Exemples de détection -
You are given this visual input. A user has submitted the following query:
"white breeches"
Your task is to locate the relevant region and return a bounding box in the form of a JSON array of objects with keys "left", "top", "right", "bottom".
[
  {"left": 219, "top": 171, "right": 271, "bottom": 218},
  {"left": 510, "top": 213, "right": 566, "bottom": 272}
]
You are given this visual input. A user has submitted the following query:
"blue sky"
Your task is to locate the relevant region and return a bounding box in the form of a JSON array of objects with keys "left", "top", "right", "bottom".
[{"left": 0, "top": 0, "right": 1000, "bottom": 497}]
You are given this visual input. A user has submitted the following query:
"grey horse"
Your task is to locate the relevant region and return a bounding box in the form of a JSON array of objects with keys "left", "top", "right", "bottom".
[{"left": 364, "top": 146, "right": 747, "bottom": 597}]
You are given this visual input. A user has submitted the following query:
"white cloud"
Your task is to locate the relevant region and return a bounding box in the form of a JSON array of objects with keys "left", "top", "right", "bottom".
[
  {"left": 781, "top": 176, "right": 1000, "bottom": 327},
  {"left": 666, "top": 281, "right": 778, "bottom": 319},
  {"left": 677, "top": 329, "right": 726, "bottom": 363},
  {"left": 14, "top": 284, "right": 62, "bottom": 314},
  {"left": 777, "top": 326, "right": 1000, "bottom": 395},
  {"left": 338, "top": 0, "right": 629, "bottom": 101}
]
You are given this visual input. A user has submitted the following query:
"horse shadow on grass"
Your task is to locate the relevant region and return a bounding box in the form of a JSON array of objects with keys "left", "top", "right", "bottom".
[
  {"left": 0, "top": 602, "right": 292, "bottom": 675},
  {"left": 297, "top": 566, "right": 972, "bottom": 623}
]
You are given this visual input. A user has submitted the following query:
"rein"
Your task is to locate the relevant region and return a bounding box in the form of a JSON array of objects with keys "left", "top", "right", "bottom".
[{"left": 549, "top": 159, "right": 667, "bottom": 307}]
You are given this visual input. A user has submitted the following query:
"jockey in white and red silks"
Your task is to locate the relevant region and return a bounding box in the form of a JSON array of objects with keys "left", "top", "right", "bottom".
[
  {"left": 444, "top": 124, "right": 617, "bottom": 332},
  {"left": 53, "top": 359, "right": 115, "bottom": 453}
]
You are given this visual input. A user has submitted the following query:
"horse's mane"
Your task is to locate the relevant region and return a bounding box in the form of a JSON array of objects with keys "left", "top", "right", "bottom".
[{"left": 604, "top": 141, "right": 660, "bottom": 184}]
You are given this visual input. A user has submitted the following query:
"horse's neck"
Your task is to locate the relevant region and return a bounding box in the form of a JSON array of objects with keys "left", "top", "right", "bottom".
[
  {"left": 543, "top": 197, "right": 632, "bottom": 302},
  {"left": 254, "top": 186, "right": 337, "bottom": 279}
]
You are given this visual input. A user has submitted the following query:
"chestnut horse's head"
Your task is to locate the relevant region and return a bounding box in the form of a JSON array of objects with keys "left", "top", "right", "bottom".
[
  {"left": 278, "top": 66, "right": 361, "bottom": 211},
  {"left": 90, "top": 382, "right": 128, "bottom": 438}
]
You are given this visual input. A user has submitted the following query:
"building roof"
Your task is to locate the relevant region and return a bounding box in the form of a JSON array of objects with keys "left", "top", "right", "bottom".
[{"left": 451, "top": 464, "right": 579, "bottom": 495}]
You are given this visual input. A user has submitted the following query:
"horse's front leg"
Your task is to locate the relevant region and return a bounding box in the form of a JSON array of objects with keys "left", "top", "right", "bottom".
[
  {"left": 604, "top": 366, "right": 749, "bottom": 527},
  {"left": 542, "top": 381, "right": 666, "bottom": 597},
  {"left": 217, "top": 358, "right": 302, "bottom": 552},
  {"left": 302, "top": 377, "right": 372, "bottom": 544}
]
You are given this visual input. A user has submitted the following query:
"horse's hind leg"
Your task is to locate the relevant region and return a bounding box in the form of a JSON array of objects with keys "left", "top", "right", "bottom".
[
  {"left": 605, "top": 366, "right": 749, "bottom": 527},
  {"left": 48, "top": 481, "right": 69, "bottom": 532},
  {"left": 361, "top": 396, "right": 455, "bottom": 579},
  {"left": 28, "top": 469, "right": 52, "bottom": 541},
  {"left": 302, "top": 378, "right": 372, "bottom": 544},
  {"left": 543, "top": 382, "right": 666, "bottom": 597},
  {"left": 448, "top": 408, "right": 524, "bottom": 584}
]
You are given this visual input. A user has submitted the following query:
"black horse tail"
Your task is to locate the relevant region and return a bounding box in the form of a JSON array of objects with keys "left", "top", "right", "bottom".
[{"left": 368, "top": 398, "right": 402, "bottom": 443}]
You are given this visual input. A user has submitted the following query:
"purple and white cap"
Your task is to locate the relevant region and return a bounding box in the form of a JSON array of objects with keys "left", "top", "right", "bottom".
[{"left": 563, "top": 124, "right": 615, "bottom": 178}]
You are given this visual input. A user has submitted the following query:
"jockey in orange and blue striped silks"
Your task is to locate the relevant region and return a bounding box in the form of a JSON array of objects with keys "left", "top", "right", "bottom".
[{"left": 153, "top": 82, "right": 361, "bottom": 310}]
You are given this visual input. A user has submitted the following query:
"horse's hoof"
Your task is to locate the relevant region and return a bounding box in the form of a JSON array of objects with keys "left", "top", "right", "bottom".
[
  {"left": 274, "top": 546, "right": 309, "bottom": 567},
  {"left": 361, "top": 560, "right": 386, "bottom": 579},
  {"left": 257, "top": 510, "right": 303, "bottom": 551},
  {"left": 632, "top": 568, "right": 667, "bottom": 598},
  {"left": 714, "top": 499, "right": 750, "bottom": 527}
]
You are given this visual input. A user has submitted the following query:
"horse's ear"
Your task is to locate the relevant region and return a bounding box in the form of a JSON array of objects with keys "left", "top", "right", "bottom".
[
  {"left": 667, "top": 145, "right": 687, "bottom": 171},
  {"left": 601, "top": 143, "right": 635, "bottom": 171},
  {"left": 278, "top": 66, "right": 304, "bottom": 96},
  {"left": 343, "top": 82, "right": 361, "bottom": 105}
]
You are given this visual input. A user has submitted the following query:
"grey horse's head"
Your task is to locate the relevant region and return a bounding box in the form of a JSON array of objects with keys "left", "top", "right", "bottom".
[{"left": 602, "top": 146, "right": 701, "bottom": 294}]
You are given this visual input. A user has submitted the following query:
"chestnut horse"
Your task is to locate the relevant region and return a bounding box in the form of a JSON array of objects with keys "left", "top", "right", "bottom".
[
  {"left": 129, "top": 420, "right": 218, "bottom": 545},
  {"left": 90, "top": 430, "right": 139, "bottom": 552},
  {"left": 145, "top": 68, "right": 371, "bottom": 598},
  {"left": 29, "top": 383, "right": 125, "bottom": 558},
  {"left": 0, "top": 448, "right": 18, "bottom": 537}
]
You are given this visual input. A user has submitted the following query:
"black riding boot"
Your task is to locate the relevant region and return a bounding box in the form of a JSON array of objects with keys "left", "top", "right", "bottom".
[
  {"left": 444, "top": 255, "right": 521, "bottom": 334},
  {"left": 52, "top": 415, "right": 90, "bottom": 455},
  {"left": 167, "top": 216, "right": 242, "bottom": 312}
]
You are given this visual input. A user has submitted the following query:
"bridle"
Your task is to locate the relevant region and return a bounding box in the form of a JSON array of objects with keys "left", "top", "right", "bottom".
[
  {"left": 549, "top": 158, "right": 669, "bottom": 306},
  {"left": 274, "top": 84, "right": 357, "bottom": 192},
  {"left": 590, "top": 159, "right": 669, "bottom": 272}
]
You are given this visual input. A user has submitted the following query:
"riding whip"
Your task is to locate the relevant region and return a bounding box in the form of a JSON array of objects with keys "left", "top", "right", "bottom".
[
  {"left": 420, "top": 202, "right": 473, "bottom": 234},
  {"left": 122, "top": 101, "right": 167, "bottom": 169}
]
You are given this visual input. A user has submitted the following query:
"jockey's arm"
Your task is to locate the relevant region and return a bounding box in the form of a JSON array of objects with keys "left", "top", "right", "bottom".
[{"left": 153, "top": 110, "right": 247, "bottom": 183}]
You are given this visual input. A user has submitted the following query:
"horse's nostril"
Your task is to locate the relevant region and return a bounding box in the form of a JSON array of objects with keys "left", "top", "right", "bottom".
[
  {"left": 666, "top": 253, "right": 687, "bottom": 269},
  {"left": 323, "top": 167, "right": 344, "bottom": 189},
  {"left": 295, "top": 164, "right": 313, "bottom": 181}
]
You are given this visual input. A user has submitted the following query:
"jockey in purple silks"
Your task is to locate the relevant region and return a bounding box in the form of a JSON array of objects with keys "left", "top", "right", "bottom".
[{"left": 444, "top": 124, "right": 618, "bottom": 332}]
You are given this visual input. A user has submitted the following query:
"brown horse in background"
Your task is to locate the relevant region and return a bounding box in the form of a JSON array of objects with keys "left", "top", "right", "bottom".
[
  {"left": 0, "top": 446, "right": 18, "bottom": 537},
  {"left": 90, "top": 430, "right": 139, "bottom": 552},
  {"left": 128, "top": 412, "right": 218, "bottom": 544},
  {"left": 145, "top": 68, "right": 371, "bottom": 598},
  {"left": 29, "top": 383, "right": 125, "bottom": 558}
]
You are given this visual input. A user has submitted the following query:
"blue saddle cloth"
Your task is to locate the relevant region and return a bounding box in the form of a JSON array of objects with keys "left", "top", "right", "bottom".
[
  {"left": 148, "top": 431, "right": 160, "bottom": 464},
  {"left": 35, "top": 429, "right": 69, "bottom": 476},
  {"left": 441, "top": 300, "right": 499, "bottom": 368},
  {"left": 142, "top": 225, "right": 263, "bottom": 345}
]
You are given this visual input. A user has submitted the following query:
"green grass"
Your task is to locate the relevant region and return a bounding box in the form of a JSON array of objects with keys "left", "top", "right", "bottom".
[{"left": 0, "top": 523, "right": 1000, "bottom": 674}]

Exercice proposé - Comptez les lignes de la liste où figure la chaîne "purple", en tenant compte de la casse, et donnez uniquement ce nombre.

Résultat obtenu - 2